**DOCUMENT TEXT:**
"""
University of Waterloo, Waterloo, ON, Canada

Paper No. DETC2007-35351, pp. 433-444; 12 pages
doi:10.1115/DETC2007-35351
From:
  • ASME 2007 International Design Engineering Technical Conferences and Computers and Information in Engineering Conference
  • Volume 5: 6th International Conference on Multibody Systems, Nonlinear Dynamics, and Control, Parts A, B, and C
  • Las Vegas, Nevada, USA, September 4–7, 2007
  • Conference Sponsors: Design Engineering Division and Computers and Information in Engineering Division
  • ISBN: 0-7918-4806-X | eISBN: 0-7918-3806-4
  • Copyright © 2007 by ASME

abstract

The piano action is the mechanism that transforms the finger force applied to a key into a motion of a hammer that strikes a piano string. This paper presents a state-of-the-art model of a grand piano action, which is based on the five main components of the action mechanism (key, whippen, jack, repetition lever, and hammer). Even though Askenfelt and Jansson [1] detected some flexibility for the hammer shank in their experiments, all previous piano models have assumed the hammers to be rigid bodies. In this paper, we have accounted for the hammer shank flexibility using a Rayleigh beam model. It turns out that the flexibility of the hammer shank does not significantly affect the rotation of the other parts of the piano mechanism, compared with the case that the hammer shank has been modeled as a rigid part. However, the flexibility of the hammer shank changes the impact velocity of the hammer head, and also causes a greater scuffing motion for the hammer head during the contact with the string. To validate the theoretical results, experimental measurements were taken by two strain gauges mounted on the hammer shank, and by optical encoders at three of the joints.
"""
**DATA FOR THIS EXERCISE:**
"""
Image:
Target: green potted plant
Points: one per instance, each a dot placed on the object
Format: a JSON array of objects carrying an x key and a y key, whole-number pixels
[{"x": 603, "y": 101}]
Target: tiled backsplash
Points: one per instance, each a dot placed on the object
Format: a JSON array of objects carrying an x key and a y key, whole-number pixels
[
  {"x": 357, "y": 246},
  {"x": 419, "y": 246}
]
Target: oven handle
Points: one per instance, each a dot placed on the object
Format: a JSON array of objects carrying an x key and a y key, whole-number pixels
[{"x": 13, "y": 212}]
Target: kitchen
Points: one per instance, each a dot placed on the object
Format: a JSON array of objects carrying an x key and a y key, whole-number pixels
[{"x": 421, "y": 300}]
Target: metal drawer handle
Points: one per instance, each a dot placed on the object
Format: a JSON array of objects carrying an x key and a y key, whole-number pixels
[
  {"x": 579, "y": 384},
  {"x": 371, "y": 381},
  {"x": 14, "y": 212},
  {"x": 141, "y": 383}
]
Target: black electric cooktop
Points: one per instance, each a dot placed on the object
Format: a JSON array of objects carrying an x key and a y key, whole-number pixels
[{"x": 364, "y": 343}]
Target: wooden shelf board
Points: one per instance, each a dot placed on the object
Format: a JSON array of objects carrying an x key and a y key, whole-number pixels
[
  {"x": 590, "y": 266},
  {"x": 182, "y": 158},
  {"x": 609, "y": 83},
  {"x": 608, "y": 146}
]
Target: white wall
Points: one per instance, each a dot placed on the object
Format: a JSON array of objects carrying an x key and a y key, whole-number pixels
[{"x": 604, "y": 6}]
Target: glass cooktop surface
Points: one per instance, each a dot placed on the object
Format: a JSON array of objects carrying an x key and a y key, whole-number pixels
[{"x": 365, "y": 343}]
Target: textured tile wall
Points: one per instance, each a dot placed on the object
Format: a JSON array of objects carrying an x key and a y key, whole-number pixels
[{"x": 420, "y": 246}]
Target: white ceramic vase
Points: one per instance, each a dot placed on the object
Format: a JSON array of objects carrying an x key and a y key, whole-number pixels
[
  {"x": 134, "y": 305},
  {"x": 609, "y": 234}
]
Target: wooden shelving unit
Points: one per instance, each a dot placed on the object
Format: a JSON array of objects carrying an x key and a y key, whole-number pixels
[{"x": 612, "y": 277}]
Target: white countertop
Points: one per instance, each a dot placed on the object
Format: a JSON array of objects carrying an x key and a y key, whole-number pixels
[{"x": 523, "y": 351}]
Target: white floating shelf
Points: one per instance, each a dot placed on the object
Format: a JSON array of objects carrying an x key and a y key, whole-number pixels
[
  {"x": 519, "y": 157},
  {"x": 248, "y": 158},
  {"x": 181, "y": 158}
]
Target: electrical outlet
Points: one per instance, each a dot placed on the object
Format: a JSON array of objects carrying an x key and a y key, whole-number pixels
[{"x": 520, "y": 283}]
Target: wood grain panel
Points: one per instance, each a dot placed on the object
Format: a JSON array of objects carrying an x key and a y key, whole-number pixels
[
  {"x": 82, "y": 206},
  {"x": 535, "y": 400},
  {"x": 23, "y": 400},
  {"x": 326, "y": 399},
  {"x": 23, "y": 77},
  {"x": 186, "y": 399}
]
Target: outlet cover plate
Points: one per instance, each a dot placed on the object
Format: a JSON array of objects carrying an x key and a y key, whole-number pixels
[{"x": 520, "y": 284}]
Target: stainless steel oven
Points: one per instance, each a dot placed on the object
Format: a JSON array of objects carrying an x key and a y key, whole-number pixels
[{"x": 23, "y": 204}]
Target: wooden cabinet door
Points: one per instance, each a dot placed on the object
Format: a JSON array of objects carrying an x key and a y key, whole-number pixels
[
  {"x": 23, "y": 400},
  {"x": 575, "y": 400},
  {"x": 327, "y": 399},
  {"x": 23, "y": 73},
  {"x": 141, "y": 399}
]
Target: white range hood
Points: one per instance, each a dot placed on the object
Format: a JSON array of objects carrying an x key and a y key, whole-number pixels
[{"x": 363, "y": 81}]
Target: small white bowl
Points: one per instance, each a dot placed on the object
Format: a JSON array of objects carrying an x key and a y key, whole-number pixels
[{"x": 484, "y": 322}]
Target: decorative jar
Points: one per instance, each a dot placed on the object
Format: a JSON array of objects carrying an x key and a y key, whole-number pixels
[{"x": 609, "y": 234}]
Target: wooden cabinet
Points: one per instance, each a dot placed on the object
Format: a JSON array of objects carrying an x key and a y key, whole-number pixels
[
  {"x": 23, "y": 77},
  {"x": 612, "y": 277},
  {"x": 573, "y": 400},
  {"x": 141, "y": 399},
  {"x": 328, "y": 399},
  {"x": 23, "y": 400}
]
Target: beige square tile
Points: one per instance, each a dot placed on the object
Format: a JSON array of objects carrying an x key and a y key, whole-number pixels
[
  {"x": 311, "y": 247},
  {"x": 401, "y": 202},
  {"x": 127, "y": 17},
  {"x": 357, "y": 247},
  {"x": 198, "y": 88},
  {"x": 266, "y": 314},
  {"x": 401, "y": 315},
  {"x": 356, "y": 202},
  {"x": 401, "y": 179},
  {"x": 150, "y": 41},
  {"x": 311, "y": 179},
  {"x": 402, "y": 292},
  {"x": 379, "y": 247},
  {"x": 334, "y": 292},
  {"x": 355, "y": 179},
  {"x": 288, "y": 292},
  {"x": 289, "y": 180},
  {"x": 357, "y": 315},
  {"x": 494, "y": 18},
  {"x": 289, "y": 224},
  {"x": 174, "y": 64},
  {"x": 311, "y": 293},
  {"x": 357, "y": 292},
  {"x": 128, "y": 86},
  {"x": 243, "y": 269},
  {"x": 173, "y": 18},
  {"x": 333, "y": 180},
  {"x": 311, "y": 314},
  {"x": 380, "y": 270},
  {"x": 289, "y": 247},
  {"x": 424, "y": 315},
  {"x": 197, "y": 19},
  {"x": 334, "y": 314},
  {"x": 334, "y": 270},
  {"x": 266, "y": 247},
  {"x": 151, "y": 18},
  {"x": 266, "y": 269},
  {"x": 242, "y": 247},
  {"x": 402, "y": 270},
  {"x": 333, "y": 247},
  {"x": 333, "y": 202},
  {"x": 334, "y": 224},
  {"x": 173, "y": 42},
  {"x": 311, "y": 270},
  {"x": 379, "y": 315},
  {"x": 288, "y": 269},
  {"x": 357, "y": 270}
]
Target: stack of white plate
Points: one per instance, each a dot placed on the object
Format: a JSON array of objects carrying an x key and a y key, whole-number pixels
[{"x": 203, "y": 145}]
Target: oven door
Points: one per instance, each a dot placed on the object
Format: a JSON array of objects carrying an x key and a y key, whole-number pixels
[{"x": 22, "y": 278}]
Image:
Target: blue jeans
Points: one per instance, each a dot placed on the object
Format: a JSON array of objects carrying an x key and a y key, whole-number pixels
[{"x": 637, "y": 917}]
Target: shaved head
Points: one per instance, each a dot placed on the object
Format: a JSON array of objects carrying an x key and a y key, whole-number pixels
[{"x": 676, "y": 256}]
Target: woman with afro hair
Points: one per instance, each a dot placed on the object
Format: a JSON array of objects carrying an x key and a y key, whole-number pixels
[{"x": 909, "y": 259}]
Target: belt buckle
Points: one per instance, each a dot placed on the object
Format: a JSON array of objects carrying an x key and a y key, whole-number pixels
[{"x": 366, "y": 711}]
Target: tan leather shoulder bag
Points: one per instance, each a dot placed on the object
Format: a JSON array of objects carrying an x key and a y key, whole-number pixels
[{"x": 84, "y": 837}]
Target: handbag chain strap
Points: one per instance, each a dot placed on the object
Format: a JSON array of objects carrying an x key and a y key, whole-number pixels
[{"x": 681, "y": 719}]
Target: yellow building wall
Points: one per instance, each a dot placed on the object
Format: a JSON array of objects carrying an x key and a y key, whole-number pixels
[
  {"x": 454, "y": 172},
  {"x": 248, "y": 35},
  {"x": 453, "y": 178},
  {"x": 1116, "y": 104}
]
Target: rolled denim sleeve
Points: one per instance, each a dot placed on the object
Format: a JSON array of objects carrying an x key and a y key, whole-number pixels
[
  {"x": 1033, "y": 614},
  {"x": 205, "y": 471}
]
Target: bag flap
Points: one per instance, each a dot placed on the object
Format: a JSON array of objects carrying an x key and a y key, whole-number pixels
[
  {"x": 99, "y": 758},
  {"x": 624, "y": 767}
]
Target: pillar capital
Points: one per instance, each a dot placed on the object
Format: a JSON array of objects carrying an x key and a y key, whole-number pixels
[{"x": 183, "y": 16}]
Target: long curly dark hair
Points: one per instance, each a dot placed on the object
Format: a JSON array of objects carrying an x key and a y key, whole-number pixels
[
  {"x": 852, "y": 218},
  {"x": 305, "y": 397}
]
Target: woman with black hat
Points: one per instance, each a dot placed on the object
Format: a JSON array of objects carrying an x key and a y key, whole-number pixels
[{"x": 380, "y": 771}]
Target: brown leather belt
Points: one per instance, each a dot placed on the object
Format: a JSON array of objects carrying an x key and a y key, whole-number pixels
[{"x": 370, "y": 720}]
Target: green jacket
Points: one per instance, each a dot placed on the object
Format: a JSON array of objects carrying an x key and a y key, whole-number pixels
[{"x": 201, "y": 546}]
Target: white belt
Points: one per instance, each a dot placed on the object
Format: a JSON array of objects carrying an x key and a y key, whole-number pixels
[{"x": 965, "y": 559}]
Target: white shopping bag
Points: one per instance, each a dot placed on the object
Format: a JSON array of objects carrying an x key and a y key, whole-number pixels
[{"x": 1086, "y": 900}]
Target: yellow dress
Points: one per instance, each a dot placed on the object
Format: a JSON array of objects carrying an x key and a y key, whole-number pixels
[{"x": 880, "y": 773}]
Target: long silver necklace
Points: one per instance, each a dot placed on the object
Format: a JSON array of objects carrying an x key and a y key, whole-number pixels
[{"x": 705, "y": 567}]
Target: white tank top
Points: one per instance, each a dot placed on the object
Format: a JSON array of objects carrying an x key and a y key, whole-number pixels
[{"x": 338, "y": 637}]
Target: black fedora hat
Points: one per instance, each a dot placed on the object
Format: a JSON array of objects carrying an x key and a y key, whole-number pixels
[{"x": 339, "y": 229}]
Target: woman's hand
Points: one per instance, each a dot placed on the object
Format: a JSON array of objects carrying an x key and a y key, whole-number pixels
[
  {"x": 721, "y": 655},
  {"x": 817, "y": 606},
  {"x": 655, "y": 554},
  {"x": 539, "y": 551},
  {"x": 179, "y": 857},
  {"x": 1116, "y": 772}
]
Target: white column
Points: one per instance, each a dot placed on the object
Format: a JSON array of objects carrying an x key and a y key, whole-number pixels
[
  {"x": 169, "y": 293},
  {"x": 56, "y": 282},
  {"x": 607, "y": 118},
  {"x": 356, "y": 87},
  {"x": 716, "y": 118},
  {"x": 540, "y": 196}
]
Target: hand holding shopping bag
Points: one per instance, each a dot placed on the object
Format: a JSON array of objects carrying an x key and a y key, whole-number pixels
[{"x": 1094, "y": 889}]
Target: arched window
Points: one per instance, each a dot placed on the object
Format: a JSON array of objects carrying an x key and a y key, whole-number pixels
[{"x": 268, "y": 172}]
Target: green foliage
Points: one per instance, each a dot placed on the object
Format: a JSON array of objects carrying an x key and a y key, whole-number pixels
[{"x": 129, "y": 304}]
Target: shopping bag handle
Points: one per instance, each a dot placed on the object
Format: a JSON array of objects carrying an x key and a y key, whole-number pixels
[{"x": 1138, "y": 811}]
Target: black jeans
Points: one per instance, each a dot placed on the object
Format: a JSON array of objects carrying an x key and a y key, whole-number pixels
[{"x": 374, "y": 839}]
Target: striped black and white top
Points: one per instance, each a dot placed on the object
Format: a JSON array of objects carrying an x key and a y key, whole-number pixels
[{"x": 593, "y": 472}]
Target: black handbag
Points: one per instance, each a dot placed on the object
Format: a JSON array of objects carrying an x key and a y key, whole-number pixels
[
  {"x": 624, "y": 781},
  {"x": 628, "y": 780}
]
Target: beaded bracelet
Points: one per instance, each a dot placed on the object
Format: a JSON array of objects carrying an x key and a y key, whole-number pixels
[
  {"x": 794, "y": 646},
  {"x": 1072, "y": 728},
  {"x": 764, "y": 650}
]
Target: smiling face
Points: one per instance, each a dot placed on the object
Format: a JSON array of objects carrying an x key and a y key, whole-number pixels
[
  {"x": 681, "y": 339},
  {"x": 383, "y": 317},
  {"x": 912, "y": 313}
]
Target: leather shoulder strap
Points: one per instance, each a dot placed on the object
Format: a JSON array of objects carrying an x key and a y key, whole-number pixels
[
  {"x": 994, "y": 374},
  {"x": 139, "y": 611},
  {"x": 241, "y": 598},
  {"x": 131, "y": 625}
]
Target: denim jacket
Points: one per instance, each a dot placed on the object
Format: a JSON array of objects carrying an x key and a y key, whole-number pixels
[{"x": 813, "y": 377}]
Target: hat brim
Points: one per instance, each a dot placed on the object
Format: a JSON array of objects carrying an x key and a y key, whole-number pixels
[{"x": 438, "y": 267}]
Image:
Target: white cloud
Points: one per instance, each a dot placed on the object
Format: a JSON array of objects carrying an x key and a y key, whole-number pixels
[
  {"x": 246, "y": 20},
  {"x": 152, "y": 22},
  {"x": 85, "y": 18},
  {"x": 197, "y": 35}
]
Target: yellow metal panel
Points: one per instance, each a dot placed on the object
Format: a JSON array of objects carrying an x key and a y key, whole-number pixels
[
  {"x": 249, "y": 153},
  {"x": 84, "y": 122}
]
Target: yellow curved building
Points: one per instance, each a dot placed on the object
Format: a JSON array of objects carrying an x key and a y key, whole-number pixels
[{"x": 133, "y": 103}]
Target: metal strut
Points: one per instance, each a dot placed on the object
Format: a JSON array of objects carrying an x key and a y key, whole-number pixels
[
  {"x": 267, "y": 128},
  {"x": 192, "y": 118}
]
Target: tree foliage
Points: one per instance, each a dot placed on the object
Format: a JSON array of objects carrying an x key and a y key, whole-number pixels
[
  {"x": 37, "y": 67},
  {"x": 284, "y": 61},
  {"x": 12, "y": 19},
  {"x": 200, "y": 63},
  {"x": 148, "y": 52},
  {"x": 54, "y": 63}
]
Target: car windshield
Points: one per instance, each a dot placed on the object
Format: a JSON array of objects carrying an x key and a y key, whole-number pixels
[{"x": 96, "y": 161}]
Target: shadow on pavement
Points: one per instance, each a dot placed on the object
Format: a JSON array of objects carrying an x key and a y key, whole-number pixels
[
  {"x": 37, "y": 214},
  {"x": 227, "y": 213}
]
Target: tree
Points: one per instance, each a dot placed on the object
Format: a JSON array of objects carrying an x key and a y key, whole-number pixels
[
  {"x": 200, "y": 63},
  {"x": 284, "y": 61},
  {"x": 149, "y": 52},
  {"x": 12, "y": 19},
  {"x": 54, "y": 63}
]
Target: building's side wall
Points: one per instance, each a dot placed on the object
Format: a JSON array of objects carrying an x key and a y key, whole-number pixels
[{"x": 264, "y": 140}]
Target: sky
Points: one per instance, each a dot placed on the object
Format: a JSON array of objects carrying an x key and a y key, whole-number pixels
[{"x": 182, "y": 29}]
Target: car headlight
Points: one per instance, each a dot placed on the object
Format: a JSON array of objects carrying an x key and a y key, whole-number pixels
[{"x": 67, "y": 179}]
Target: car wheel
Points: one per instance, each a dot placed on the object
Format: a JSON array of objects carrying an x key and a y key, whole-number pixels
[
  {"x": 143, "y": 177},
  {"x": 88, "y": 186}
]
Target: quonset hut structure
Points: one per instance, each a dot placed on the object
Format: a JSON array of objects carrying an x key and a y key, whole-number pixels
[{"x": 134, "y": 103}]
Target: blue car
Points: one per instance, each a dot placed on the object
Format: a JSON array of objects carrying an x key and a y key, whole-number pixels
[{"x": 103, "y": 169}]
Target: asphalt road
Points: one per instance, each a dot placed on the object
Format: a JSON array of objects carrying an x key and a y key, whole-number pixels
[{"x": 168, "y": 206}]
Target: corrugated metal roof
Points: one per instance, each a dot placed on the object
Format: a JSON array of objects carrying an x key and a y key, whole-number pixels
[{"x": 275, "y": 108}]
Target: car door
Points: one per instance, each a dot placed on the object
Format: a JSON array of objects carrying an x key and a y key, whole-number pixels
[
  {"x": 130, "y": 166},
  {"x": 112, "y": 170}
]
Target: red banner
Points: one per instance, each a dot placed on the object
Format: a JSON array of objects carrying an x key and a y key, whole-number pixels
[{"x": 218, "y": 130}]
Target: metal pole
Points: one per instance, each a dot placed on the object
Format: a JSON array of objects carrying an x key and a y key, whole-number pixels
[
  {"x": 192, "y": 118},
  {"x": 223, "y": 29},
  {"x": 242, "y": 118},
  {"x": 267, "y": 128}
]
"""
**DIRECTIVE 1:**
Answer these from the piano action text:
(a) What five main components is the grand piano action model based on?
(b) In what city and on what dates was the conference held?
(c) What two kinds of devices were used to take the experimental measurements?
**DIRECTIVE 2:**
Find every line in the entries that contains the word "leather", and copy each one.
The entries have nothing to do with the piano action text.

**EXPECTED OUTPUT 1:**
(a) The key, whippen, jack, repetition lever, and hammer.
(b) Las Vegas, Nevada, USA, September 4–7, 2007.
(c) Two strain gauges mounted on the hammer shank, and optical encoders at three of the joints.

**EXPECTED OUTPUT 2:**
Target: tan leather shoulder bag
Target: brown leather belt
Target: leather shoulder strap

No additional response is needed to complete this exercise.